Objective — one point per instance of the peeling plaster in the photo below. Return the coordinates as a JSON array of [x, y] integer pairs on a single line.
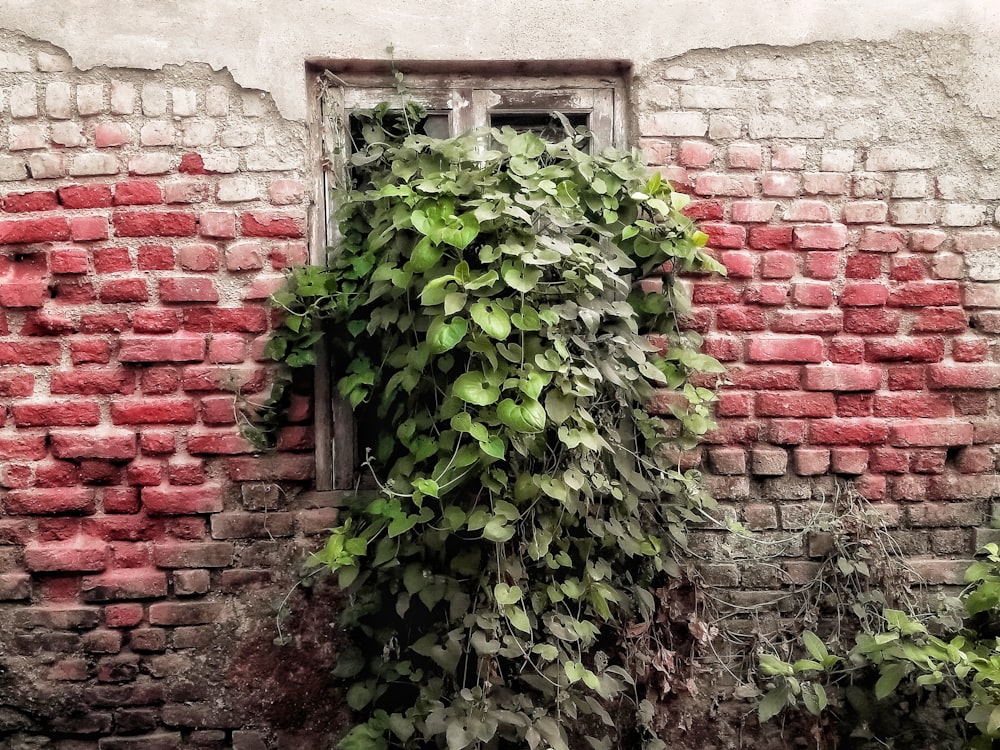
[[265, 45]]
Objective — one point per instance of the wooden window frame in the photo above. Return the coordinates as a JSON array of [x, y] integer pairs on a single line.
[[470, 100]]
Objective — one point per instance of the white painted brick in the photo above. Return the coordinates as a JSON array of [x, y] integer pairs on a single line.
[[947, 266], [157, 133], [122, 98], [712, 97], [237, 189], [185, 102], [90, 99], [85, 165], [240, 135], [154, 100], [47, 166], [963, 215], [59, 100], [983, 265], [897, 159], [678, 73], [68, 134], [217, 101], [26, 137], [151, 163], [782, 126], [24, 100], [222, 162], [254, 103], [196, 133], [837, 160], [15, 62], [12, 168], [267, 160], [674, 124], [910, 185], [914, 212], [724, 127], [53, 63]]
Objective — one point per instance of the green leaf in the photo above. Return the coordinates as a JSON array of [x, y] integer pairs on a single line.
[[475, 388], [492, 318]]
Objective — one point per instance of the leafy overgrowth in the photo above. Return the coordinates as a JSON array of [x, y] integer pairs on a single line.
[[900, 654], [500, 309]]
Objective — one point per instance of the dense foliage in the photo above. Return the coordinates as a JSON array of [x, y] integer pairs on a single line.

◆ ◆ ◆ ◆ ◆ ◆ ◆

▶ [Exercise]: Beginning with the line containing "Objective — one point per instance of the green" and ending with the last line of the listing above, return every line exactly and nothing else.

▶ [Output for this task]:
Objective — one point per instance of the green leaf in the photo above. Return the coordinates as a JSON array of [x, y] integer pairs on a single line.
[[475, 388], [492, 318]]
Objective — one point per instance of the leafy overgrowth in the photo above. Return the coordinates as a JSON array of [x, y] integer pairs on a single line.
[[900, 654], [500, 309]]
Objective — one point per instance of the dense foliage in the photo above. Return the coordinates as a JSON array of [x, y] integer pairs on a single line.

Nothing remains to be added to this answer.